* **TASK PROMPT**
Reproduce every one of the following lines word for word, with nothing changed.

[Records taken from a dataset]

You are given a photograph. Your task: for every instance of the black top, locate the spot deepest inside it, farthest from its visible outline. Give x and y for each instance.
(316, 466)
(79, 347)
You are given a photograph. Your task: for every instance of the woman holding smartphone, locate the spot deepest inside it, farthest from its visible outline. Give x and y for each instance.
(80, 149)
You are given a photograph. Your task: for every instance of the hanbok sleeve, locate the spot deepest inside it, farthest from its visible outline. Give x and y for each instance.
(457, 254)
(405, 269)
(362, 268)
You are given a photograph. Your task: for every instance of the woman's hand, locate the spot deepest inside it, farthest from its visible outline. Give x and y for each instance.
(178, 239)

* **EXERCISE OUTPUT**
You are given a photograph. Your task: for every instance of the black top, locate the spot deepest inside it, farthest from its visible outline. Give x and y for each instance.
(316, 466)
(79, 347)
You are given a photograph. Your task: for every instance of the woman holding smartphone, locate the spot deepest inside it, farthest from its visible outline. Give x and y for each instance.
(80, 149)
You are given a photograph. Your task: for every instance of the hanbok sleeve, locate the spot deepest inside it, farthest from its visible outline. Give x and y for each instance.
(457, 254)
(405, 269)
(362, 268)
You are given a photograph. Your task: for every instance of the woman's hand, locate the spot deepest inside it, farthest from its visible outline. Give x and y for each instance.
(178, 239)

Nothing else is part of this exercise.